[TO DO] Give each line of the rows below as a Markdown table with the columns No. and Line, numbering the lines in order and skipping blank ones. Leave the pictures out of the table.

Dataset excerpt
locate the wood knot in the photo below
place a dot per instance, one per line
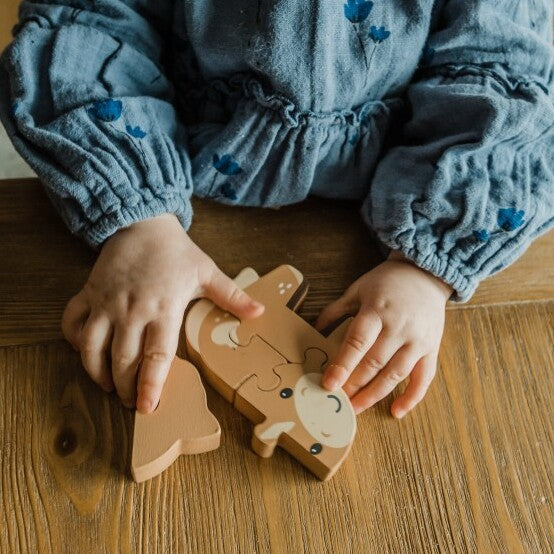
(65, 442)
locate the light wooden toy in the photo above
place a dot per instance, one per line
(270, 368)
(181, 424)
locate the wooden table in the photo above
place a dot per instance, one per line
(469, 470)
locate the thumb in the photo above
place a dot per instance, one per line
(224, 292)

[CORRECT RESPONSE]
| No. | Line |
|---|---|
| 1 | locate the wood knot in the photo below |
| 2 | place a dot per instance, one per line |
| 3 | (65, 442) |
| 4 | locate the light wooden toy in the photo above |
| 5 | place a dot per instance, one per line |
| 6 | (270, 368) |
| 7 | (181, 424) |
| 8 | locate the wooden table in the photo above |
| 9 | place a dot per instance, one per line |
| 10 | (469, 470) |
| 11 | locate the thumb in the photo above |
| 12 | place a dot per instance, one per line |
| 13 | (224, 292) |